(EXERCISE PROMPT):
From the passage on offices after lockdown below, list every sentence that ends in a question mark.

Our offices of March 2020 and before: are they fit for the post lockdown world? Do we need to adapt? What solutions could be implemented? There are a lot of questions – some businesses will know the answer and others will not yet have given proper thought. With an adapting workforce, what offerings do you give them?
There is no right or wrong answer for if people should return to the office as there are too many variables. The discussion to me is what space should be available for people in the office. A space to allow us to work. A space to allow us to collaborate.
That said, the transition to remote office working has surprised many. The trends were already there but the speed at which it was adopted and now with the end of lockdown, the speed at which people are adopting for the longer term (rather than the imposed phase of the last year) is astonishing. Launching into a remote work environment happened overnight and most organisations were able to swallow it: there wasn’t a huge amount of disruption in operations.

[Stored dataset items]
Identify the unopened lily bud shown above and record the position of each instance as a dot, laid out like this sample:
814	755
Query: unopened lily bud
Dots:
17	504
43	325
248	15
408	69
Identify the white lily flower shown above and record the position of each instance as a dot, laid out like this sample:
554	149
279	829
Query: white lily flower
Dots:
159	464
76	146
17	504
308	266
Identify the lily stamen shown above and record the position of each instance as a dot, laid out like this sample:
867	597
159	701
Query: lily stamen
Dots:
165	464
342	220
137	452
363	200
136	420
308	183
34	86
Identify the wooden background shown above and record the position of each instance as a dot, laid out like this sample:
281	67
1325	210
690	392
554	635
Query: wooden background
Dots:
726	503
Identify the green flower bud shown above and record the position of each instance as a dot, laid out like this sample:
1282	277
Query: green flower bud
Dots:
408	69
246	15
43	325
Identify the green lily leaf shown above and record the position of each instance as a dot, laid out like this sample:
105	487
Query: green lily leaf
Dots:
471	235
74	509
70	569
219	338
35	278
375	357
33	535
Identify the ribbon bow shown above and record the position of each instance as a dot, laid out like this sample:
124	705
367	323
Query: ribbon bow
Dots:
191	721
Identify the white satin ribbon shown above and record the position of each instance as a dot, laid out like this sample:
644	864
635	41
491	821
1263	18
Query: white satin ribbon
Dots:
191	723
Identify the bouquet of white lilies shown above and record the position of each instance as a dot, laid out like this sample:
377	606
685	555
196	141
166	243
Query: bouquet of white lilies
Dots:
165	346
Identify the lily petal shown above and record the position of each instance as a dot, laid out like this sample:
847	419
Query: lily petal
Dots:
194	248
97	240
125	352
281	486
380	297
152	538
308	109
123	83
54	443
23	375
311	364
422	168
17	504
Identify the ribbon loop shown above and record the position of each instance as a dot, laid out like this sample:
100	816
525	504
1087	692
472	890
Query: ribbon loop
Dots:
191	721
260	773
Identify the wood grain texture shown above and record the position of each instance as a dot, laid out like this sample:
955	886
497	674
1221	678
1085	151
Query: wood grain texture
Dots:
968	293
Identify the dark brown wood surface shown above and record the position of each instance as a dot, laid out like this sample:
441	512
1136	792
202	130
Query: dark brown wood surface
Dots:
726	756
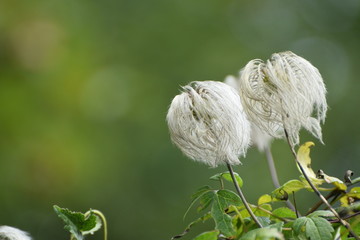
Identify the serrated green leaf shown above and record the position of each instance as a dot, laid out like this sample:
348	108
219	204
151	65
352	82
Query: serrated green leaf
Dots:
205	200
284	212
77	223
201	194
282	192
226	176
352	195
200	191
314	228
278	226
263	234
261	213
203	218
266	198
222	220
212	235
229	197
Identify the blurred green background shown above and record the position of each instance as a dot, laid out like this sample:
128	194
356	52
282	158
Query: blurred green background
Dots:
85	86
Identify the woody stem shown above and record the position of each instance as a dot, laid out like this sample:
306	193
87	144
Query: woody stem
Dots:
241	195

* * *

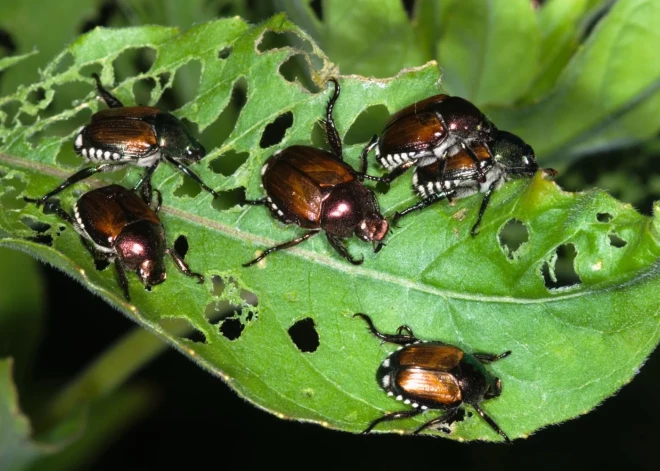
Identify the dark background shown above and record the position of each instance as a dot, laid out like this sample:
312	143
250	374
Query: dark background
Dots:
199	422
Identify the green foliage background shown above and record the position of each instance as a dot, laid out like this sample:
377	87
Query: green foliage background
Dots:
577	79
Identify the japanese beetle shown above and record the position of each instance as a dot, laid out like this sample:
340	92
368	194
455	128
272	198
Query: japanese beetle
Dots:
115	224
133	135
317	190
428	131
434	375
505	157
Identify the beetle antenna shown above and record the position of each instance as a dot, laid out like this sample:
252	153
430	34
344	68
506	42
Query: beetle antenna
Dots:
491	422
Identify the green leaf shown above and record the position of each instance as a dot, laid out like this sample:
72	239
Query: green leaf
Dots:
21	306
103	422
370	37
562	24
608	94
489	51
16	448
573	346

==

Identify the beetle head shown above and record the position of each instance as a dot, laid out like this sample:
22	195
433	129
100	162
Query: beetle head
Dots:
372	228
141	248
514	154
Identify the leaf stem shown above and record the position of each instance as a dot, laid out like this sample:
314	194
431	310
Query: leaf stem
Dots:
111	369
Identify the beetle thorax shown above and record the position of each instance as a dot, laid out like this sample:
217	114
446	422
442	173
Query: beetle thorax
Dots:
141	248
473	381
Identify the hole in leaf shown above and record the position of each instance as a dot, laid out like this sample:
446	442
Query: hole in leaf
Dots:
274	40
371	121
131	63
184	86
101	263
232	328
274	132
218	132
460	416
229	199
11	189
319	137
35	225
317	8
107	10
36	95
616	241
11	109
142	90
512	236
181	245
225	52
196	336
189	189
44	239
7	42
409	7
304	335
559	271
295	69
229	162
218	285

(RESPONSE TO THIS EXERCISE):
- Our offices of March 2020 and before: are they fit for the post lockdown world?
- Do we need to adapt?
- What solutions could be implemented?
- With an adapting workforce, what offerings do you give them?